◆ OBJECTIVE: Write out the complete material exactly as it stands.
- - -
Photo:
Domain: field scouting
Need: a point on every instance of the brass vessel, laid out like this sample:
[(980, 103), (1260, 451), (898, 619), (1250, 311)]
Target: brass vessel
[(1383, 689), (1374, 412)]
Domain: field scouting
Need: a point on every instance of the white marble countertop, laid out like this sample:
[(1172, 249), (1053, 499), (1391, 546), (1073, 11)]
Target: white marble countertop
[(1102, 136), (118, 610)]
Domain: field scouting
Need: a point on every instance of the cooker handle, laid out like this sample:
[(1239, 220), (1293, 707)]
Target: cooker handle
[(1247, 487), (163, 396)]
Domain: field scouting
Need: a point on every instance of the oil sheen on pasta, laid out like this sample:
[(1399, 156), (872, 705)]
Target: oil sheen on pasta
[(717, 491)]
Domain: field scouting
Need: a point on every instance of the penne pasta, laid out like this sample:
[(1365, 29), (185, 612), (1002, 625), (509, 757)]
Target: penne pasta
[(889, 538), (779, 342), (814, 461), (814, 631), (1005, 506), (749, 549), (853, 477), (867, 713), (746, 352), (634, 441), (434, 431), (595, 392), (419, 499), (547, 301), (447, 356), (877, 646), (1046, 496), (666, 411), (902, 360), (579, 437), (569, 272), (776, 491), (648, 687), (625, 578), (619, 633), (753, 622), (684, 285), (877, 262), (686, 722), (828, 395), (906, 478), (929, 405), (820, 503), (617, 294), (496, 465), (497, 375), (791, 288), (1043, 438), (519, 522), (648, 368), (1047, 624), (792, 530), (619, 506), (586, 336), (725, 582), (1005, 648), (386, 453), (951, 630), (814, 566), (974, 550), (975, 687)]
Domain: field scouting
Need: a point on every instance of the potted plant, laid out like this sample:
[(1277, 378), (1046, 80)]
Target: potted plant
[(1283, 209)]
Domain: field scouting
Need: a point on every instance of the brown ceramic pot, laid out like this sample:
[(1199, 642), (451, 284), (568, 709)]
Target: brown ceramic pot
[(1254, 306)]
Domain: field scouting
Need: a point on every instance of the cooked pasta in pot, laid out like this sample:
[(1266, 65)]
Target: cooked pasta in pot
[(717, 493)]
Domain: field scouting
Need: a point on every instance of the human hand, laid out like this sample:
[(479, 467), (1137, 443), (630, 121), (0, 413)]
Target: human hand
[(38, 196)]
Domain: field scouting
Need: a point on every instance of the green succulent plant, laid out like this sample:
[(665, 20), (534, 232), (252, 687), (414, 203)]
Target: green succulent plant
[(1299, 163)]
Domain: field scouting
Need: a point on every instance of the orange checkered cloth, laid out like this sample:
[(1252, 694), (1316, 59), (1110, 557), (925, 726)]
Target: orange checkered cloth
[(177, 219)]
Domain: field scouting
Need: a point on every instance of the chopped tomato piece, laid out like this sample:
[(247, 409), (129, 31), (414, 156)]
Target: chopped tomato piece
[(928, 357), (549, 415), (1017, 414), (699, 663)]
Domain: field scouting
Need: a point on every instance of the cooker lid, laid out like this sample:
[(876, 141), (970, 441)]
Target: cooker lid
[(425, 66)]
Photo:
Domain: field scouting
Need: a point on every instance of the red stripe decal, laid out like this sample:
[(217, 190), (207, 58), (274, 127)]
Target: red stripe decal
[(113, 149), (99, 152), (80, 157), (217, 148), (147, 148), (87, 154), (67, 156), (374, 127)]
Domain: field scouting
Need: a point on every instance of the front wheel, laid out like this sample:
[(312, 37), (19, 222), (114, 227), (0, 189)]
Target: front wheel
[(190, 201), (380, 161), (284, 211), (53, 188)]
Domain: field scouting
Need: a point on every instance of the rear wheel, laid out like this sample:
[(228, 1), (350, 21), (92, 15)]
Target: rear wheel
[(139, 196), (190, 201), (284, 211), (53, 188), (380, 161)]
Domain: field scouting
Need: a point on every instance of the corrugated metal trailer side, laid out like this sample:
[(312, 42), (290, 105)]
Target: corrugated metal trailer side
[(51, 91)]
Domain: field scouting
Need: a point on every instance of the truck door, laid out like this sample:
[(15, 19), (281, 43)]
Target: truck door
- - -
◆ EXERCISE RESULT:
Photo:
Domain: field scouting
Need: a point on every instance of the brass vessel, laid out like this sample:
[(980, 103), (1260, 451), (898, 619), (1250, 311)]
Target: brass vessel
[(1383, 689), (1374, 412)]
Domain: field scouting
Need: a point on every instance of the white marble countertop, laid out like this sample:
[(1172, 249), (1053, 499), (1391, 546), (1073, 11)]
Target: white marble countertop
[(1102, 136), (118, 610)]
Domain: field scouting
Need: a point on every instance of the cooker handle, laid out like this sample:
[(1239, 220), (1293, 707)]
Target: cooker handle
[(1247, 487), (163, 396)]
Domain: field scouting
Need: a point on every instance of the oil sheen on pasta, laid out like this sample:
[(1399, 156), (872, 705)]
Target: oil sheen on pasta
[(717, 491)]
Domain: field scouting
Need: a point on every instance of the penne pasta, laid out like this sample:
[(1365, 29), (185, 612), (1002, 625), (509, 757)]
Target: penne pasta
[(889, 538), (779, 342), (814, 461), (814, 631), (1005, 506), (749, 549), (853, 477), (867, 713), (746, 352), (634, 441), (434, 431), (595, 392), (419, 499), (547, 301), (447, 356), (877, 646), (1046, 496), (666, 411), (902, 360), (579, 437), (569, 272), (776, 491), (648, 687), (625, 578), (619, 633), (753, 622), (684, 285), (877, 262), (686, 722), (828, 395), (906, 478), (929, 405), (820, 503), (617, 294), (496, 465), (497, 375), (791, 288), (1043, 438), (519, 522), (648, 368), (1047, 624), (792, 530), (619, 506), (586, 336), (725, 582), (1005, 648), (386, 453), (951, 630), (814, 566), (974, 550), (975, 687)]
Domain: field scouting
Need: a point on every instance of the potted plant, laid out like this sample:
[(1277, 378), (1046, 80)]
Target: potted plant
[(1283, 209)]
Domain: field scouting
Need: a point on every instance of the brown ceramic pot, laid out like this sample:
[(1199, 642), (451, 284), (568, 709)]
Target: brown ceramic pot
[(1254, 306)]
Domain: field scouting
Need: a point on every instance of the cooked pasta in pot, laid out like this sample:
[(1266, 65)]
Target: cooked pasta in pot
[(717, 493)]
Domain: field scouting
Need: a point on every instance of the human hand, laid out like this sample:
[(479, 467), (1137, 443), (630, 121), (0, 413)]
Target: human hand
[(38, 196)]
Domain: field scouting
Need: a point on every instance of the green succulent plant, laid out like this sample:
[(665, 20), (534, 232), (252, 687), (414, 203)]
Target: green succulent plant
[(1299, 163)]
Domain: field scouting
Need: a point on every instance of the orange checkered cloth, laid out like this sample:
[(1252, 694), (1316, 59), (1110, 557), (925, 726)]
Target: orange checkered cloth
[(177, 219)]
Domain: field scouting
Need: a point on every instance of the chopped tomato piece, laid out like this sample:
[(247, 409), (129, 31), (414, 156)]
Target: chopped tomato piece
[(928, 357), (549, 415), (1017, 414), (699, 663)]
Domain: field scouting
Need: a point on every instance of the cooker lid, laid out like this sample:
[(876, 141), (970, 441)]
Target: cooker lid
[(425, 66)]
Photo:
Domain: field scouting
Need: a point on every instance of the red stripe decal, laid out like this sample:
[(217, 190), (207, 58), (274, 127)]
Target: red stripe decal
[(113, 149), (99, 152), (80, 157), (217, 148), (147, 148), (87, 154), (67, 156), (374, 127)]
Domain: field scouting
Need: a point on every instance of the front wheel, laid out like this sample:
[(312, 37), (19, 222), (114, 227), (0, 189)]
Target: front wheel
[(190, 201), (380, 161), (284, 211), (53, 188)]
Domain: field scouting
Need: a point on every instance of the rear wheel, laid out like this sample:
[(228, 1), (350, 21), (92, 15)]
Target: rear wheel
[(139, 196), (190, 201), (284, 211), (53, 188), (380, 161)]
Domain: field scouting
Need: a point on every instance of the corrugated metal trailer side, laid out like this sample:
[(312, 42), (290, 105)]
Target: corrugated metal trailer side
[(51, 91)]
Domain: field scouting
Need: a point on every instance of the truck door, laid out like this sample:
[(15, 19), (281, 43)]
Target: truck door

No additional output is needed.